Article |
Today, few homeowners have the skills necessary to meaningfully participate in a home's construction, other than choosing layouts and finishes. The typical homeowner depends on the developer's expertise to properly select and prepare raw land for development, and on the developer, the general contractor, and the various subcontractors, including design professionals such as engineers and architects, to properly design and construct a new home.1 Most home construction contracts are written entirely by the developer or builder-vendor and are not greatly negotiated or modified in any substantive way.

Because most homes are the owner's single largest lifetime investment, courts seek to protect relatively unsophisticated homeowners from substandard construction, latent defects, and sharp sales practices. Various statutes and case law help homeowners obtain reasonably constructed homes that will serve their intended purposes over time. Post-2000 legislation has sought to impose reasonable limitations on residential construction defect claims and litigation while preserving basic rights and remedies. Home damage arising from Colorado's many geologic hazards, such as pervasive deposits of expansive and collapsing soils and unstable slopes, has led to well-developed case law regarding developer, builder, and vendor (seller) liability.2 As "production" builders have come to dominate the new-home market, courts have recognized implied warranties of workmanlike construction and habitability in light of "the anachronism of the common law rule of caveat emptor."3

§ 14.2.1-Common Law

Generally, developers must exercise reasonable care in the selection, development, and sale of residential home sites.4 Similarly, builders and subcontractors owe duties of reasonable care in the construction of homes and related improvements, such as attached garages, lot grading, and drainage.5 The builder's duty of reasonable care extends to the first purchaser, and to subsequent purchasers if the defect complained of was latent at the time of the later purchase.6 What constitutes a "latent defect" may be a question of fact for the jury.7 In Park Rise Homeowners Ass'n v. Resource Construction Co., the Colorado Court of Appeals held that the trial court improperly dismissed a homeowners' association's claims for failure to apportion damages between latent and patent defects.8 The court found that the plaintiff homeowners' association "need only provide the fact finder with a reasonable basis for calculating actual damages using the relevant measure," and that expert testimony need not identify latent defects.9

Developers, builder-vendors, and sellers of homes owe common law duties to prospective purchasers to disclose known latent defects. An intentional failure to disclose such defects constitutes fraudulent concealment.10 Colorado courts have not yet addressed whether a "latent defect" includes the creation of material and unreasonable risks arising from the location of or methods chosen for constructing the home. For additional discussion of developers' and builders' duties to disclose, and their liability for misrepresentation, non-disclosure, and concealment, see § 14.5.2, "Misrepresentation and Concealment."

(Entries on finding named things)
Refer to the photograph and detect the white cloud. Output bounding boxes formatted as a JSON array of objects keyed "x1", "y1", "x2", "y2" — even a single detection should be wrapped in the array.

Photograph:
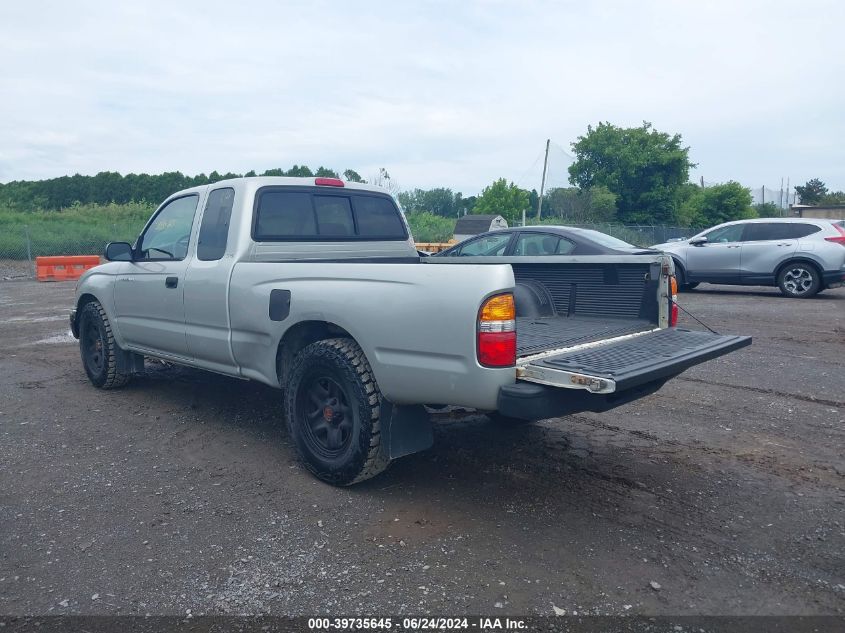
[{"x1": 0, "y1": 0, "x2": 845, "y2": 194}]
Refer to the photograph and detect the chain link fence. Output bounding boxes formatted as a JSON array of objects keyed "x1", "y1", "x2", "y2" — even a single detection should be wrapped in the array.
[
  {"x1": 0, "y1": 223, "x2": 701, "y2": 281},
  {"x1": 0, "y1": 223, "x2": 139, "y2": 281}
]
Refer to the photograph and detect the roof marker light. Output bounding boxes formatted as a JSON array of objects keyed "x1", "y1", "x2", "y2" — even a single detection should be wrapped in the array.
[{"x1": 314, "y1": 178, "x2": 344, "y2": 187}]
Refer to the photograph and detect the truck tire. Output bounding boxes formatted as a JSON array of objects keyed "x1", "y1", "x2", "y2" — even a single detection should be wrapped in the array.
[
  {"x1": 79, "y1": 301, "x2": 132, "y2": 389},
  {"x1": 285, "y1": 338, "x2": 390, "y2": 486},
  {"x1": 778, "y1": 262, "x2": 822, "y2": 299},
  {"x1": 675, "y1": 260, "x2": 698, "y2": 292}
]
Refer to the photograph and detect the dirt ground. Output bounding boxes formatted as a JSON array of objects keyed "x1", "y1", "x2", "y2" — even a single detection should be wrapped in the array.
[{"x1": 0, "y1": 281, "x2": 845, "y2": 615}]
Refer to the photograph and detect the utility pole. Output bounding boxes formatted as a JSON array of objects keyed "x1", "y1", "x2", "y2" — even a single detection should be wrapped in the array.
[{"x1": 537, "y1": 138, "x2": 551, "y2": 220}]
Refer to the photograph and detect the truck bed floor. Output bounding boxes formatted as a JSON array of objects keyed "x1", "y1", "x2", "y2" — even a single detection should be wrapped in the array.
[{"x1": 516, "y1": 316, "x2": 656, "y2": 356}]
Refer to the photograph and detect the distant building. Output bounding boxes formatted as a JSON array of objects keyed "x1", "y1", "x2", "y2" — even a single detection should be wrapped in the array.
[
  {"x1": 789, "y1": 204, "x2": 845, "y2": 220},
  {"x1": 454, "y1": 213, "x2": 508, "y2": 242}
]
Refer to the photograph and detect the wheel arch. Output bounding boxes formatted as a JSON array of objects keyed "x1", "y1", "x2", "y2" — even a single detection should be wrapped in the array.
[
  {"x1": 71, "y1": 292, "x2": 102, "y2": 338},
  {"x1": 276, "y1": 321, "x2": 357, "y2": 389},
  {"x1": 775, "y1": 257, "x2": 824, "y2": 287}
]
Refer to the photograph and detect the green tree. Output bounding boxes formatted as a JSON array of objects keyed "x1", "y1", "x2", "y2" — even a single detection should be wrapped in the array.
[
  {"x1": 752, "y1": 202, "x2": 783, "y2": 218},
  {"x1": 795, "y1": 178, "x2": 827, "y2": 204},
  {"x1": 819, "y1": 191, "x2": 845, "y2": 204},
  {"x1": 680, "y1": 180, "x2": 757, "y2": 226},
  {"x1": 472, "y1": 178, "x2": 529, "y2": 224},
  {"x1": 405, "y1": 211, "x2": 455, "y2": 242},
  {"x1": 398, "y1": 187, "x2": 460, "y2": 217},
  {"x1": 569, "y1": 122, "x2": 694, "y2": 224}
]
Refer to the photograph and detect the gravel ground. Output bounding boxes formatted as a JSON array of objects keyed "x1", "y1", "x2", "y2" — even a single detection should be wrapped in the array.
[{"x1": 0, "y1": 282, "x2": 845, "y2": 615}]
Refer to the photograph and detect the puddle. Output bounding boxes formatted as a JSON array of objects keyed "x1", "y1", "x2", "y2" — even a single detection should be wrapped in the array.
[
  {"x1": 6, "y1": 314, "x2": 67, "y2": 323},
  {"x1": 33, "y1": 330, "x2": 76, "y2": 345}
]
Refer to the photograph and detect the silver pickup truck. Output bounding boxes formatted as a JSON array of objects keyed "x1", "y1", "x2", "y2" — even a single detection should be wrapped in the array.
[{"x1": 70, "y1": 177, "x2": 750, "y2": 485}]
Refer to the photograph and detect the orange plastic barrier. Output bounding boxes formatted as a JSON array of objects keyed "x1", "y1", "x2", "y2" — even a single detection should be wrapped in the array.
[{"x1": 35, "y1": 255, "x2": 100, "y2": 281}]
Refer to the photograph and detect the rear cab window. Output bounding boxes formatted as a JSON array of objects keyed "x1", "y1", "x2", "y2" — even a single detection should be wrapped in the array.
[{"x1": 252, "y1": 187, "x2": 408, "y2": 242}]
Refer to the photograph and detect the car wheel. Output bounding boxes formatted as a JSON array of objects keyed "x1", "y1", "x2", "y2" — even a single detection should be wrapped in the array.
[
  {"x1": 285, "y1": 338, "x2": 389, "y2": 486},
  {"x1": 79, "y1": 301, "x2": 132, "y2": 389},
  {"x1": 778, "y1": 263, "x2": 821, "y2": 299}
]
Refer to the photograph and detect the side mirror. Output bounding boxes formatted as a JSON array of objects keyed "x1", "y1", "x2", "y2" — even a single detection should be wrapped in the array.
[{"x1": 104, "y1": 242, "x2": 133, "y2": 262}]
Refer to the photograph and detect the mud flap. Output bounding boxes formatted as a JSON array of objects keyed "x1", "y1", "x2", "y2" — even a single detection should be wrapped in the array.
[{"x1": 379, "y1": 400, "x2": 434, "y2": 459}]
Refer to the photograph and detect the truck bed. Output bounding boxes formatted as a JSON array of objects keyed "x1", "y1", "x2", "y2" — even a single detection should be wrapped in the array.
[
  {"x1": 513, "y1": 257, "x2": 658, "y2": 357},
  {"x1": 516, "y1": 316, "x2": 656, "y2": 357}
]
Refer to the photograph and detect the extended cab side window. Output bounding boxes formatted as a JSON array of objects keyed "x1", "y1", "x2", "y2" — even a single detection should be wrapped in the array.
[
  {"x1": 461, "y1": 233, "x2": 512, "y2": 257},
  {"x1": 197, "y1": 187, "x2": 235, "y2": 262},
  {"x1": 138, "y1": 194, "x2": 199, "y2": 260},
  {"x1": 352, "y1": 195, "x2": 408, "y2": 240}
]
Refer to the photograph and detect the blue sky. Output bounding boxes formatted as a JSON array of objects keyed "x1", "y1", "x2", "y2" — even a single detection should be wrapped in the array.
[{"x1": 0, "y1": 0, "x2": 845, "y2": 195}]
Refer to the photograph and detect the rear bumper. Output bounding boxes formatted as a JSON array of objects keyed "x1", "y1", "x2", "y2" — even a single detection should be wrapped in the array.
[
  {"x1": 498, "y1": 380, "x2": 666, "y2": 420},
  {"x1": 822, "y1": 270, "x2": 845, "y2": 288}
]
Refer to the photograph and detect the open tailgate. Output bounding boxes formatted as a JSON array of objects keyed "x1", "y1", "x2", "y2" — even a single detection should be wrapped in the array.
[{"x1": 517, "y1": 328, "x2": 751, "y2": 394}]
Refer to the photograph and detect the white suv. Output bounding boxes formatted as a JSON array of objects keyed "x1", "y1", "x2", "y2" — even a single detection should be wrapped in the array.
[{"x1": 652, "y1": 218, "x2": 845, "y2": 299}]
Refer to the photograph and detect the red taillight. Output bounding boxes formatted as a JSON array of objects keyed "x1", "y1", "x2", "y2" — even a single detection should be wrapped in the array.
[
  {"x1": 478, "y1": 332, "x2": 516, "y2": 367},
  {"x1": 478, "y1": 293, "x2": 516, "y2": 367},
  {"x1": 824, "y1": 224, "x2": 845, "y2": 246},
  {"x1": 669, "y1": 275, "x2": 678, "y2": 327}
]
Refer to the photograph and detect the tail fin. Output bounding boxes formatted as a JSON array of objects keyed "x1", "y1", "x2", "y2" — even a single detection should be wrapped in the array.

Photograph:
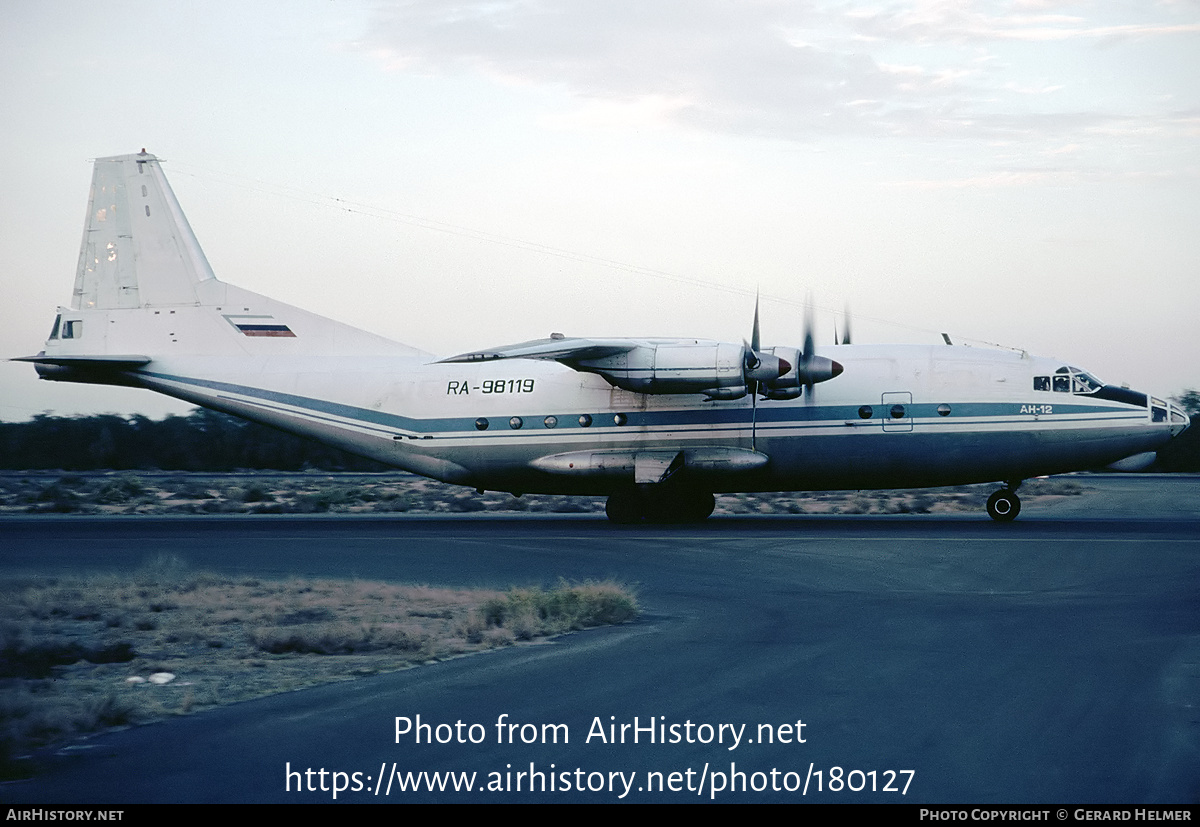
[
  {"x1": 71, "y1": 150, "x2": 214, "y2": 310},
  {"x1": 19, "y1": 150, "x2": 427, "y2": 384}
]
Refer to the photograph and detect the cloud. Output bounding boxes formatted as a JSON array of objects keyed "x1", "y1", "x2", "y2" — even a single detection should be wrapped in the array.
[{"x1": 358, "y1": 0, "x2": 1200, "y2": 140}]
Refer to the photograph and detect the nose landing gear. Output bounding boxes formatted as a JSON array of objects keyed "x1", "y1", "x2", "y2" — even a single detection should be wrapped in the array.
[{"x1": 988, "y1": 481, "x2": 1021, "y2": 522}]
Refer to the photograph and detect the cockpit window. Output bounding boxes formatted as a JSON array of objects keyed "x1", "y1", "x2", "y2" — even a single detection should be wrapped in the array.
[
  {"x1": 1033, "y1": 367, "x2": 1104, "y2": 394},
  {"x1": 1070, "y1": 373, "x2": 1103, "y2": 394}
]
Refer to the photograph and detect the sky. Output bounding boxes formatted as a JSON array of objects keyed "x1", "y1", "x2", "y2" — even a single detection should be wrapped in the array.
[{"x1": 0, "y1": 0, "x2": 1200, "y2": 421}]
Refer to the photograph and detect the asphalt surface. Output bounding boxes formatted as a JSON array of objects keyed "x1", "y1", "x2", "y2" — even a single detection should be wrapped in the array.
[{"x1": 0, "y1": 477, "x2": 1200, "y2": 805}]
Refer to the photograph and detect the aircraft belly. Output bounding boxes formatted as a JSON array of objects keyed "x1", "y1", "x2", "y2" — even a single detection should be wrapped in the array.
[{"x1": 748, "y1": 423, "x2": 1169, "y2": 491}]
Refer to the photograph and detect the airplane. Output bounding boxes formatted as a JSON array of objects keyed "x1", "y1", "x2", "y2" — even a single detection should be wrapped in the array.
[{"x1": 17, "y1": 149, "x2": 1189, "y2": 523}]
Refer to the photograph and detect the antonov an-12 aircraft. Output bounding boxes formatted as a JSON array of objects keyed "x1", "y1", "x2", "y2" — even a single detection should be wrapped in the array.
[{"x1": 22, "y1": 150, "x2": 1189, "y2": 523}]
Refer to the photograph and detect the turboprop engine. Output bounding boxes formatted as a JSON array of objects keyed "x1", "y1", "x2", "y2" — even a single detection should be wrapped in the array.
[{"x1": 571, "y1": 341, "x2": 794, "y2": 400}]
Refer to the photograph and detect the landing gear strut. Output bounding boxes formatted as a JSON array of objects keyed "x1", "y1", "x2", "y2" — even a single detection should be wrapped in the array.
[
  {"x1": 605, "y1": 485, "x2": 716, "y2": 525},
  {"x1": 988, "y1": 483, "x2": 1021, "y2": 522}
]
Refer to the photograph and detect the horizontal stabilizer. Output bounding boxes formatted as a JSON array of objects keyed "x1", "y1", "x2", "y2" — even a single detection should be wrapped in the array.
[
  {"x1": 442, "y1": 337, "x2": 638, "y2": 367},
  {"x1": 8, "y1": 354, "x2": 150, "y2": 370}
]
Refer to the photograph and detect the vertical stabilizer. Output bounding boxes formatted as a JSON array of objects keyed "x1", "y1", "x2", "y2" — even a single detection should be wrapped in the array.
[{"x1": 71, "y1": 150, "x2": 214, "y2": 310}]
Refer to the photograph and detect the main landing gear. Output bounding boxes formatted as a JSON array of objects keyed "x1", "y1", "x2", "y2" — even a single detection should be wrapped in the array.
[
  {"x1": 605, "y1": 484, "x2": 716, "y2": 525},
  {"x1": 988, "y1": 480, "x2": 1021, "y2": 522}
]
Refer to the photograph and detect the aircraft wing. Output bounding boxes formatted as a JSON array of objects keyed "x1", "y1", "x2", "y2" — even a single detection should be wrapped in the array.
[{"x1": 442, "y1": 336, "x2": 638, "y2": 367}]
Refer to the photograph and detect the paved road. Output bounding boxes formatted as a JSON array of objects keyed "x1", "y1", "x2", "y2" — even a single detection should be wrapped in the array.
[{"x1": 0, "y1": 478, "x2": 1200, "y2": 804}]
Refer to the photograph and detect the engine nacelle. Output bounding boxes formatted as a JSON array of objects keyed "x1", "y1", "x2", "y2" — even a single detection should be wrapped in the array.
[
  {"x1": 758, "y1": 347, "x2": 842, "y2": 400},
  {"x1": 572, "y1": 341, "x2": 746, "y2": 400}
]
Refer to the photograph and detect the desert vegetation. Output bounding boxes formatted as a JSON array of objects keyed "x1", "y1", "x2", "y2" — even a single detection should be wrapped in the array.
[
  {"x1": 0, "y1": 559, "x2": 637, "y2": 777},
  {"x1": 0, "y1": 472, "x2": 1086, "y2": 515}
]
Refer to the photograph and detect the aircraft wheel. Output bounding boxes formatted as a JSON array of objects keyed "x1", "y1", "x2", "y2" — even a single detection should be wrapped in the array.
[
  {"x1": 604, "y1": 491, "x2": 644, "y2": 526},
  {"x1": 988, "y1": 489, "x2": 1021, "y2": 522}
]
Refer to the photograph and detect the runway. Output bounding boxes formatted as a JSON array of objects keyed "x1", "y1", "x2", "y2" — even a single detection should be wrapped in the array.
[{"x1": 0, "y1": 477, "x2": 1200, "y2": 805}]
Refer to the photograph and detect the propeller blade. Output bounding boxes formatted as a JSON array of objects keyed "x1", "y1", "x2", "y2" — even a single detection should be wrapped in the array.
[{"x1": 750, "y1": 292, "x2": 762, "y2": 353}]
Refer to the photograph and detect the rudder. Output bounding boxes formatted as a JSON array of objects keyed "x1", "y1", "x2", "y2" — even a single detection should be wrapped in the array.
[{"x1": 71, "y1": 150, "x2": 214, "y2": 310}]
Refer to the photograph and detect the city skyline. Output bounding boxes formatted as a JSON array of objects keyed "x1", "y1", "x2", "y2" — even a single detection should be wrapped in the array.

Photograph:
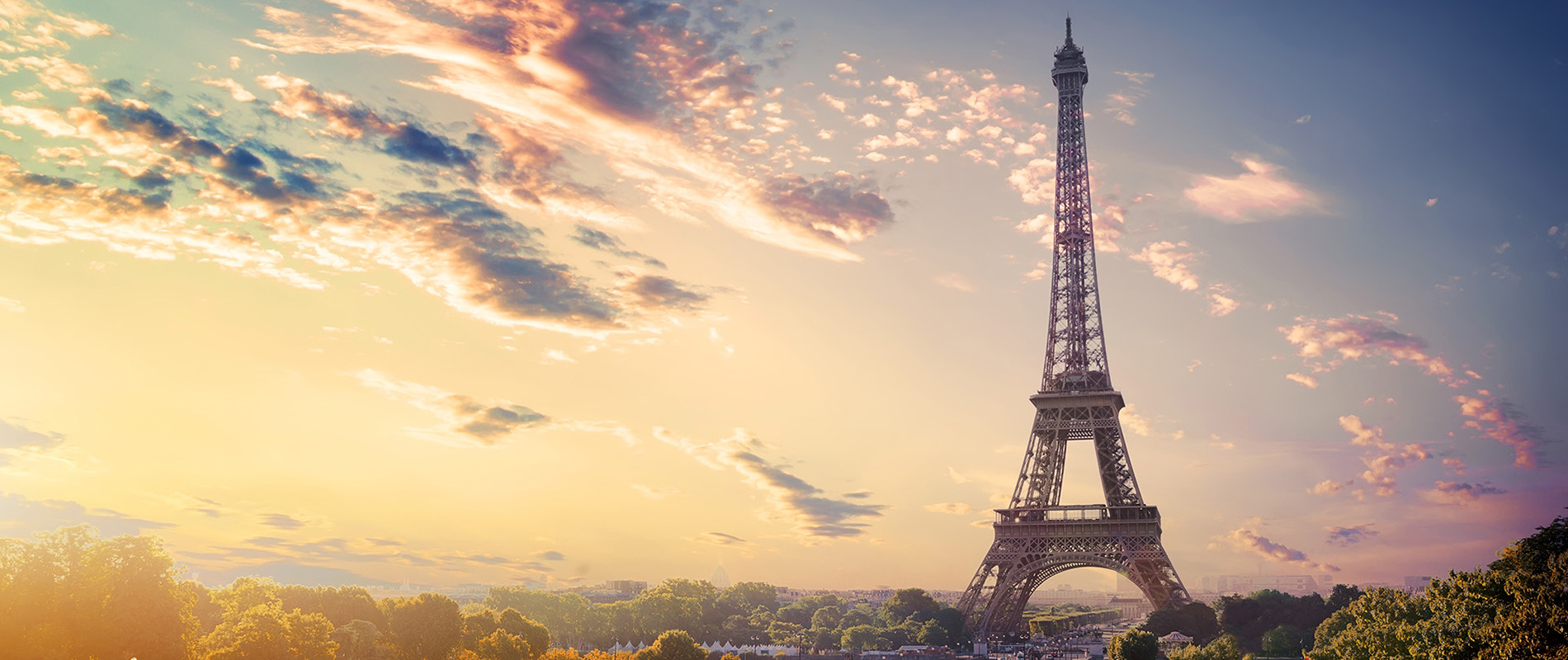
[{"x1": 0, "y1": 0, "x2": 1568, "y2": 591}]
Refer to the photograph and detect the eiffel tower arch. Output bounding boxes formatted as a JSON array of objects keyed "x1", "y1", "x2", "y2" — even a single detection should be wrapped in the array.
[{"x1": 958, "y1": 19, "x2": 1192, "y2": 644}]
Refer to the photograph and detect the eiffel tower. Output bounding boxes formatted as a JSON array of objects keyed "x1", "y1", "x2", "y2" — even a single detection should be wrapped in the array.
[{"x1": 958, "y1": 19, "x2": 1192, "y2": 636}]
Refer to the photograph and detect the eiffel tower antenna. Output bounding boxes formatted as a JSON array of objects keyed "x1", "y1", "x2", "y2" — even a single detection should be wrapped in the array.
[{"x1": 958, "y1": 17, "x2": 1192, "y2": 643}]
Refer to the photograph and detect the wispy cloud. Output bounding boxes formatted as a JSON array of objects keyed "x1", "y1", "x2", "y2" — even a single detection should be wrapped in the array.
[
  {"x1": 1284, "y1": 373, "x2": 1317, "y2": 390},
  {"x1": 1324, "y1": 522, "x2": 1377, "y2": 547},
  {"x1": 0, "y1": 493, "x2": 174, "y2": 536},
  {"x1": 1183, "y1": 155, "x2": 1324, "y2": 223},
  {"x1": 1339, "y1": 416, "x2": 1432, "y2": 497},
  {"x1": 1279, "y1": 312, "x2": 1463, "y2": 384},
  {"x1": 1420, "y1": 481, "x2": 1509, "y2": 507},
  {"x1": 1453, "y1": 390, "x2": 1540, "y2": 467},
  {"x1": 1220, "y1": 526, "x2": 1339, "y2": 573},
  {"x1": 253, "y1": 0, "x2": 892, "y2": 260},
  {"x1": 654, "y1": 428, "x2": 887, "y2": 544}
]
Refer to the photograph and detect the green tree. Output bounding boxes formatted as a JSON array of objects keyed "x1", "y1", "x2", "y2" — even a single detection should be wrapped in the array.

Problem details | Please restate the passage on home construction liability, everything from "Today, few homeowners" down to "any substantive way.", and update it so that "raw land" becomes "undeveloped land".

Finished answer |
Today, few homeowners have the skills necessary to meaningfully participate in a home's construction, other than choosing layouts and finishes. The typical homeowner depends on the developer's expertise to properly select and prepare undeveloped land for development, and on the developer, the general contractor, and the various subcontractors, including design professionals such as engineers and architects, to properly design and construct a new home.1 Most home construction contracts are written entirely by the developer or builder-vendor and are not greatly negotiated or modified in any substantive way.